◆ Data provided:
● ● ● ● ● ● ●

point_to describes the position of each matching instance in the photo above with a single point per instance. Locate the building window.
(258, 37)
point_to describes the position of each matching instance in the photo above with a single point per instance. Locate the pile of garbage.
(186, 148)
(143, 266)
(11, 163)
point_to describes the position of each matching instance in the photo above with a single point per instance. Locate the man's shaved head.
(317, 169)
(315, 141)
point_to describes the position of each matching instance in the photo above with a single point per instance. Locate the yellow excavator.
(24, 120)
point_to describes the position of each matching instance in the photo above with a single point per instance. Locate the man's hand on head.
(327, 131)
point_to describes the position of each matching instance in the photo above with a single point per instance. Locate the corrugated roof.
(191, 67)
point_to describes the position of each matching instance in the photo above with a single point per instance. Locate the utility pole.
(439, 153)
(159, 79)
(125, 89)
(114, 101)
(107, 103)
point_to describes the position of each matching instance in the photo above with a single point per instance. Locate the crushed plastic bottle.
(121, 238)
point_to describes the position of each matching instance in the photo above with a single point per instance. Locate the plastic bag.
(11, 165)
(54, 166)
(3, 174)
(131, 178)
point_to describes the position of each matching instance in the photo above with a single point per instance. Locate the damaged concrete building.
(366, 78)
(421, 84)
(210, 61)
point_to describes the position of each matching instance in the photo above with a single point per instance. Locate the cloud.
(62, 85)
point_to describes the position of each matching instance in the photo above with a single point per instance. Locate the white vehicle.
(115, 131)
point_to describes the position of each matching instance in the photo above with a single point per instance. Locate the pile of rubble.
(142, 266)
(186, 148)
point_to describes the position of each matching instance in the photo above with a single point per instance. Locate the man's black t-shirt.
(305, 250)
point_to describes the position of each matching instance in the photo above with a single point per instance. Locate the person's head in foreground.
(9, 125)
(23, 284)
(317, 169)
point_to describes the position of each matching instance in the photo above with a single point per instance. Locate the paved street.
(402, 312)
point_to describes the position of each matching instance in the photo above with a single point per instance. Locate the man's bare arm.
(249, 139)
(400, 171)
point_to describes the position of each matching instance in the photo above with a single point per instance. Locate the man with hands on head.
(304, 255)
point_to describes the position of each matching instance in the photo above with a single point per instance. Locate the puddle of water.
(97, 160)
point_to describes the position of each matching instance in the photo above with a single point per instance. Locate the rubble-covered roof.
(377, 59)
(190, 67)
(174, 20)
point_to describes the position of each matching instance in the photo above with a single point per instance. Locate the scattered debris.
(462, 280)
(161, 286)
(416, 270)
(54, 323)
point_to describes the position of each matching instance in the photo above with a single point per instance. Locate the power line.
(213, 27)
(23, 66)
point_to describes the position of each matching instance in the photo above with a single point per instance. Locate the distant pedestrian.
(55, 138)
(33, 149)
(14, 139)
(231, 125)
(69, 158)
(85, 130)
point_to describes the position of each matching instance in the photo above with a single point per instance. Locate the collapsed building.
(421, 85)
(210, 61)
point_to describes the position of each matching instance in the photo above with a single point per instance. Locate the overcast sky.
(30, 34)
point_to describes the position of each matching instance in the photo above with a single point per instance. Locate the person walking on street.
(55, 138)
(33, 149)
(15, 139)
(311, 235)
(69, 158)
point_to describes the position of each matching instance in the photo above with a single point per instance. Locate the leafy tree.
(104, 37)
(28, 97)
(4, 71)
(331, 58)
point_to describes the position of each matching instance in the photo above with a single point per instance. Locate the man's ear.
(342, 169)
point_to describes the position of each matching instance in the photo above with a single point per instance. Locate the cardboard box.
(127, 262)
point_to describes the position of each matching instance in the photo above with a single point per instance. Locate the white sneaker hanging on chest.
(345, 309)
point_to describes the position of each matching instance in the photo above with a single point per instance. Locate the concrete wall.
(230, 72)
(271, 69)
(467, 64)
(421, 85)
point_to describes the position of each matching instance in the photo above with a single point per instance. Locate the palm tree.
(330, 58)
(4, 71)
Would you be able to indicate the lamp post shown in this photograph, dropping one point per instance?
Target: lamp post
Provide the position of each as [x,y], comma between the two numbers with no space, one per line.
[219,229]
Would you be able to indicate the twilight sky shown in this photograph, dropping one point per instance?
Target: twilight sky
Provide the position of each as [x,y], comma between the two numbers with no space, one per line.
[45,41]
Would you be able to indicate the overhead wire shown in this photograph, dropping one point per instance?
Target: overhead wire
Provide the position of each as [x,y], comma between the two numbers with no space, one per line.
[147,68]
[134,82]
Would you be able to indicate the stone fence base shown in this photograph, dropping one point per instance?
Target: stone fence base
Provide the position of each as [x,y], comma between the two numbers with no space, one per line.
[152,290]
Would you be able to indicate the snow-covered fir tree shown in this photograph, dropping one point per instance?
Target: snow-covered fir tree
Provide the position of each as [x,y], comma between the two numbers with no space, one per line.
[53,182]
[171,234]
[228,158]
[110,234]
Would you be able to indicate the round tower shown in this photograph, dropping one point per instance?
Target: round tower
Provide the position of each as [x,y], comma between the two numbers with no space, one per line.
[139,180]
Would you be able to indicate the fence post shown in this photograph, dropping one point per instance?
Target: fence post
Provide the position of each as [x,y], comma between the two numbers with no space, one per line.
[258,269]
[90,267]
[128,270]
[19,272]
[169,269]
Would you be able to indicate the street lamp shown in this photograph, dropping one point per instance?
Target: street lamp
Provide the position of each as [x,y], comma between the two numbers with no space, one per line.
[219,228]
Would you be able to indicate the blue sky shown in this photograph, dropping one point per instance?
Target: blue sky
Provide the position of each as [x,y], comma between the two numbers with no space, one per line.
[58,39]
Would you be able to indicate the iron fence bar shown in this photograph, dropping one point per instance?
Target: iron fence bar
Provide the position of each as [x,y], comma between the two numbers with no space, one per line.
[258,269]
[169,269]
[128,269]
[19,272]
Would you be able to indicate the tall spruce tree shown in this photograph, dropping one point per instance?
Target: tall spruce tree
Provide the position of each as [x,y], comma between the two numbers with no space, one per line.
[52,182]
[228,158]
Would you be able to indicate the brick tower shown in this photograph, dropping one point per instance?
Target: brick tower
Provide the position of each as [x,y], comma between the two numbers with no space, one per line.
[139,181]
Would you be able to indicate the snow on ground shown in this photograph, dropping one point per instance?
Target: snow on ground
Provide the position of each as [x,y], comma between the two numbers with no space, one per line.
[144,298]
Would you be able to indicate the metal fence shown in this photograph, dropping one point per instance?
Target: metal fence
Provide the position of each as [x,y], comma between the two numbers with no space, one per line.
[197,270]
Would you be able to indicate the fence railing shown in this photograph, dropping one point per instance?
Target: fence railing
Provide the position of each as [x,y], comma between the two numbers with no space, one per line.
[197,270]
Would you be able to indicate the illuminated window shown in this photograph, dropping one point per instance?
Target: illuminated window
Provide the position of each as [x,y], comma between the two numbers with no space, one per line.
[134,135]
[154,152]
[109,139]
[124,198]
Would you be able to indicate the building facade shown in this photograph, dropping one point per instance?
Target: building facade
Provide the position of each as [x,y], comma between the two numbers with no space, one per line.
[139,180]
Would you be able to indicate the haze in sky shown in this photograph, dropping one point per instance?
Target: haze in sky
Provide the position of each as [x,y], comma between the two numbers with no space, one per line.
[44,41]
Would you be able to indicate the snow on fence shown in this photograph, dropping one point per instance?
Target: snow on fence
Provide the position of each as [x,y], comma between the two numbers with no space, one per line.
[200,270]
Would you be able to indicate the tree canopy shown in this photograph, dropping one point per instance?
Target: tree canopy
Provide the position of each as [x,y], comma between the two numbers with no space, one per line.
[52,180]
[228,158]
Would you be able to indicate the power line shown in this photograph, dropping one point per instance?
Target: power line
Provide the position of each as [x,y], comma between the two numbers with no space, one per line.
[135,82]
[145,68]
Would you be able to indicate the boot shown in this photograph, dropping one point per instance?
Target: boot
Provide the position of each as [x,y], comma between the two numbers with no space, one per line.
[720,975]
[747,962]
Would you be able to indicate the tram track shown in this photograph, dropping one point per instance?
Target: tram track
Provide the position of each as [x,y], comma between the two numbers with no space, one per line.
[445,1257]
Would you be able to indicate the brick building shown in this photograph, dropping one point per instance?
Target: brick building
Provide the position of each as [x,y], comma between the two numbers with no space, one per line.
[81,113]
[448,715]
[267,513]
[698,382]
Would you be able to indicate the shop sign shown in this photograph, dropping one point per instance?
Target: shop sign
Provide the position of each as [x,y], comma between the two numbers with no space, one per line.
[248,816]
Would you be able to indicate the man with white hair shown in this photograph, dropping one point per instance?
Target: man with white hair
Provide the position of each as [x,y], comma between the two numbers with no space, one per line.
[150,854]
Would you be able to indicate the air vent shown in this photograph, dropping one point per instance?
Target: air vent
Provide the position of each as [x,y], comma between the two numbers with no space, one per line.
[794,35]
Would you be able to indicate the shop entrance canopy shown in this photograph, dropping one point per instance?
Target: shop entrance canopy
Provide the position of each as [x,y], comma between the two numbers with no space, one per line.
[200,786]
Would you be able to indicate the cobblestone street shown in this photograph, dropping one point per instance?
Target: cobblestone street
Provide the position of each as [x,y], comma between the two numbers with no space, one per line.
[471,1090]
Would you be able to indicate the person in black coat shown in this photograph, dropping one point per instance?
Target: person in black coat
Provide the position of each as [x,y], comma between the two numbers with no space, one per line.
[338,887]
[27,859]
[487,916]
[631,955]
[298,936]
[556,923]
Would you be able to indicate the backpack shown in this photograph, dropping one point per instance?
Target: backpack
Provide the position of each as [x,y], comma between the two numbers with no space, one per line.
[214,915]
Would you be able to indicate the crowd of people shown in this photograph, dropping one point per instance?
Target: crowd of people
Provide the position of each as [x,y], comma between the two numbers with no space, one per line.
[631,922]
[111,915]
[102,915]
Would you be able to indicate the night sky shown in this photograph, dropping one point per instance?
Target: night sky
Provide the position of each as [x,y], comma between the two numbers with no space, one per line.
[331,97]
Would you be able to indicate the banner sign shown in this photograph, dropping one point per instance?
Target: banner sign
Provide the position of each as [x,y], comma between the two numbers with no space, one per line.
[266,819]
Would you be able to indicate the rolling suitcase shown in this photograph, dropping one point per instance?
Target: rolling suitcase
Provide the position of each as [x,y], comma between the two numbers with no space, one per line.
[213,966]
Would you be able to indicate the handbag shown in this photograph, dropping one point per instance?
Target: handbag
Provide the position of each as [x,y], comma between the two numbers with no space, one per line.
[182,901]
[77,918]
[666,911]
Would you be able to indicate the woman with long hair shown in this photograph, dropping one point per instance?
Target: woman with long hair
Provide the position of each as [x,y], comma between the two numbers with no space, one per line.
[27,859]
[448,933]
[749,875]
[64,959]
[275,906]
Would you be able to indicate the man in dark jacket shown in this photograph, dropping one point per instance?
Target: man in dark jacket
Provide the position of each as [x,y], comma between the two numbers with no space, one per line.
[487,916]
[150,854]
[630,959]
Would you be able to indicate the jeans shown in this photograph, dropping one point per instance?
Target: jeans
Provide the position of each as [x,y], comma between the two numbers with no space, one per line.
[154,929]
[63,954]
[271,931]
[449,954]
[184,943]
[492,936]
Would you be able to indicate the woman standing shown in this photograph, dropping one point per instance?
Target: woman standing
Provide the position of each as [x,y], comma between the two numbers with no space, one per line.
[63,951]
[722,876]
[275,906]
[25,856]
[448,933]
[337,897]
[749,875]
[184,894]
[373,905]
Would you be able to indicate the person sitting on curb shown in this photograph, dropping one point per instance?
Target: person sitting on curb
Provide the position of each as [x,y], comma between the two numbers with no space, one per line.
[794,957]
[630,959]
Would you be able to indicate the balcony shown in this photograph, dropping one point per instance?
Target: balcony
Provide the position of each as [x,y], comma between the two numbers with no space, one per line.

● ● ● ● ● ● ●

◆ Exercise objective: Return from the data every line that holds "backpack".

◆ Response to the task:
Would you be able to indicate the backpack shown in this photograph, dropping one point per instance?
Target: backpack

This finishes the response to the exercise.